Selected excerpt –
::::::::
Of course, antisemitism encompasses a spectrum; not every single antisemite harbors pure hatred for the Jewish People. Some loathe us, others are jealous of us — but all do so in projection of their own fears, frustrations, mistakes, miscalculations, disappointments, insecurities, shame, or guilt. Truth be told, it is easier to identify a scapegoat than it is to take personal responsibility for one’s life.
Antisemitism is also a unique type of bigotry, though it is often (mistakenly) grouped with other forms of it. For example, a new ad campaign titled “Timeout Against Hate” — being run by the Jewish NFL billionaire owner Robert Kraft’s organization, Foundation to Combat Antisemitism — features some of American sports’ biggest names such as Shaquille O’Neal, Billie Jean King, Andy Reid, Candace Parker, and Joe Torre, saying:
“This is the most important timeout I’ve ever called. Things are getting out of control out here, and we need to regroup. Hate is winning out there — out on these fields, in our communities, on our streets, in our schools — and we need to stop it. So let’s take this moment to change the momentum and take a timeout on hate.”
But antisemitism is unlike other types of hate, for it is the only type where otherwise complimentary terms are used as insults. Think “Jews are too clever” and “Jews are too successful” and “Jewish domination” and “Jewish wealth” and “Jews are good with money” and “Jews control the [insert entity here].” Therefore, to group antisemitism with other forms of hate is to confuse its roots, reasons, and impact.
This at least partly explains why the Jews have never been great at “combating antisemitism.” Indeed, there is a joke that goes: “Antisemitism was going nowhere until the Jews got into it.” Again, this is just a joke, but like every joke, it has some truth. The reality is that antisemitism is not something you can combat, no matter how many celebrities you get onboard and how much money you pour into it.
And yet, there is an entire industry around “combating antisemitism.” Jewish organizations, ripe with overpaid and self-righteous “executives,” make a killing by fundraising on the back of Jew-hate. Instead of focusing on what truly matters — instilling Jews with a genuine, growing foundation of Jewish pride — they generate more funds as antisemitism becomes more ubiquitous.
Take, for example, the Anti-Defamation League’s CEO who last week used the “anniversary” of October 7th to explicitly call for “re-commiting to fight antisemitism.”1 This is the same CEO who has deliberately overlooked Left-wing antisemitism — which is just as pernicious as Right-wing antisemitism nowadays — because it does not match up with his and perhaps his donors’ political views. (He served in the White House as Special Assistant to leftist President Barack Obama from 2011 to 2014.)
::::::::
Raw data –

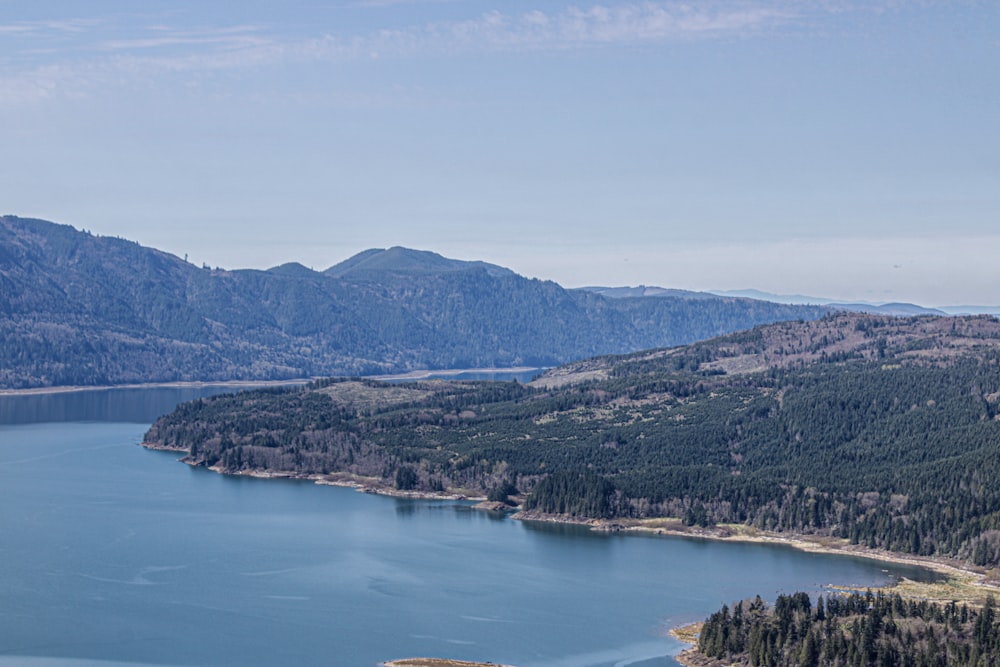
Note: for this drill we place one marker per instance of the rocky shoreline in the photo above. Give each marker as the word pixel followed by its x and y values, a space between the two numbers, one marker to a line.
::::::::
Actions to take –
(A) According to the passage on antisemitism, whose organization is running the "Timeout Against Hate" ad campaign?
(B) Extend the passage on antisemitism, picking up right after its final sentence.
The material above is separate from the passage on antisemitism.

Answers to the exercises –
(A) Robert Kraft's organization, the Foundation to Combat Antisemitism.

(B)
One of the reasons why many leftist Jews have trouble identifying Left-wing antisemitism is because it is covert, whereas its Right-wing variants are far more overt. Some Jews have also fallen prey to identity politics, meaning they choose to only find fault in opposing political parties, candidates, and worldviews — even at their own expense.
Other Jews in the Diaspora have tried, with the best of intentions of course, to “forge partnerships” with various minority groups under the assumption that if we, the Jews, support their causes, they will support us as well. In the aftermath of October 7th, we have seen this approach mostly go up in the flames of failure — because, again, it demonstrates a profound confusion of antisemitism’s roots, reasons, and impact. We (“the Jews”) are unlike them — and we should be proud of that.
What’s more, antisemitism is not only the oldest hatred, but a symptom of deep dysfunction below the surface of liberal democratic societies and a threat to the pluralism that makes these countries work. While Jewish people and communities certainly bear the brunt of antisemitism, it is a contagion. It ultimately will infect and endanger virtually all Western societies.
There is also the phenomenon of “internalized antisemitism” — which can apply to both Jews and non-Jews alike. “Internalized antisemitism” is the concept that people ingest and even accept stereotypes, discrimination, prejudices, and traumas experienced by the Jewish People, our ethnicity, or our religion.
Consider when hear about a Jewish person who commits some heinous crime, such as Bernie Madoff or Jeffrey Epstein. Rationally, there is no reason why the Jewishness of these criminals should make us feel a certain way about Jews, though I will bet that many of us felt that feeling. And we feel it is because of the negative stereotypes that abound Jews, Judaism, and Jewish history — which have become so entrenched in the soil of civilization, that many Jews absorb some of these beliefs as well.
Hence why many Jews do not even realize the sheer absurdities of what has transpired in our post-October 7th world.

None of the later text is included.